→ Description of the task
Could you reproduce the material from its start through the line containing "187), (235, 186)]]", requests included, with every polygon vertex coordinate in the answers offset by 42?
#####
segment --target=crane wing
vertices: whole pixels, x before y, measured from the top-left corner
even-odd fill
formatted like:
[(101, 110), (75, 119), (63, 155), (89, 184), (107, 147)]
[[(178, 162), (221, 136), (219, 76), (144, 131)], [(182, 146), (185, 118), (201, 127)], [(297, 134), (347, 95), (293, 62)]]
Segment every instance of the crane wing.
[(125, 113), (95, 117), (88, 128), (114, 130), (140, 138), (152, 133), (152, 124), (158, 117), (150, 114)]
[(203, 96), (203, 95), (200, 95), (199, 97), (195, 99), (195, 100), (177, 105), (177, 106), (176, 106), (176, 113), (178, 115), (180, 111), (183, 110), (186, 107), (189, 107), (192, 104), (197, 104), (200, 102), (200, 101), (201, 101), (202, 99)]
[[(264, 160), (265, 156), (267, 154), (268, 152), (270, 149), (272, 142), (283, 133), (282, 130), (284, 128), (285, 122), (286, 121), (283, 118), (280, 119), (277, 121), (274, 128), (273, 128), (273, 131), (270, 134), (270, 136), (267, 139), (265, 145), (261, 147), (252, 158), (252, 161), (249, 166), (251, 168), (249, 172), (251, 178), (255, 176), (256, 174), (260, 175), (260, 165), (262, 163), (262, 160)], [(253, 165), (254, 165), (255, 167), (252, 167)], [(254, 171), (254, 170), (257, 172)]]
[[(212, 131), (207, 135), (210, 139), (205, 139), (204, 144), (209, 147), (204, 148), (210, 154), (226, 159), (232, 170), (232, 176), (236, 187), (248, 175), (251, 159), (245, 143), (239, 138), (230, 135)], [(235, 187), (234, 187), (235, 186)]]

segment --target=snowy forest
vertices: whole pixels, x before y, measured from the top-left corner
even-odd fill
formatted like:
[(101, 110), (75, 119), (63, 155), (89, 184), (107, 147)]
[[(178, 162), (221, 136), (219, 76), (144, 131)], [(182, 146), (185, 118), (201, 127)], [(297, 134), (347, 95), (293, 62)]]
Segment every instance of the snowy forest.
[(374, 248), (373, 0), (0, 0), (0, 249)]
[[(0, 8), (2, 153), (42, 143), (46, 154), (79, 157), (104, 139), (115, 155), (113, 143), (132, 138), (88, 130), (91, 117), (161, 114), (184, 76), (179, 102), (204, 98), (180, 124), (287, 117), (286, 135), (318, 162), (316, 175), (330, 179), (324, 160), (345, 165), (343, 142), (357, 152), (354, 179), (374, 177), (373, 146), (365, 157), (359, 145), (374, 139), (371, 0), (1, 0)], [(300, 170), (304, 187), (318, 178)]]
#####
→ Solution for this exercise
segment --target=crane wing
vertices: whole pixels, x before y, measured from the top-left corner
even-odd fill
formatted like:
[(101, 110), (75, 119), (63, 155), (89, 184), (107, 147)]
[[(178, 162), (221, 136), (219, 76), (144, 131)], [(182, 146), (185, 118), (201, 127)], [(297, 134), (347, 95), (293, 62)]]
Segment every instance of the crane wing.
[(167, 155), (137, 159), (130, 170), (156, 172), (182, 180), (194, 175), (194, 166), (200, 159), (192, 156)]
[(245, 138), (245, 137), (242, 137), (241, 139), (237, 141), (237, 142), (219, 147), (219, 148), (218, 148), (218, 155), (220, 157), (222, 153), (225, 152), (228, 149), (231, 149), (234, 146), (239, 146), (242, 144), (242, 143), (243, 143), (244, 141)]
[[(306, 202), (307, 198), (309, 196), (310, 194), (312, 191), (314, 184), (325, 175), (324, 172), (326, 170), (327, 164), (328, 163), (325, 160), (322, 161), (319, 163), (316, 170), (315, 170), (315, 173), (312, 176), (312, 178), (309, 181), (307, 187), (303, 189), (294, 200), (294, 203), (291, 208), (293, 210), (291, 214), (293, 220), (297, 218), (298, 216), (302, 217), (302, 207), (304, 205), (304, 202)], [(295, 207), (296, 207), (297, 209), (294, 209)], [(296, 213), (296, 212), (299, 214)]]
[[(254, 173), (249, 177), (252, 181), (247, 181), (246, 186), (251, 189), (246, 190), (252, 196), (268, 201), (274, 212), (274, 218), (278, 229), (290, 217), (293, 201), (287, 185), (281, 180), (272, 177)], [(277, 229), (276, 229), (277, 228)]]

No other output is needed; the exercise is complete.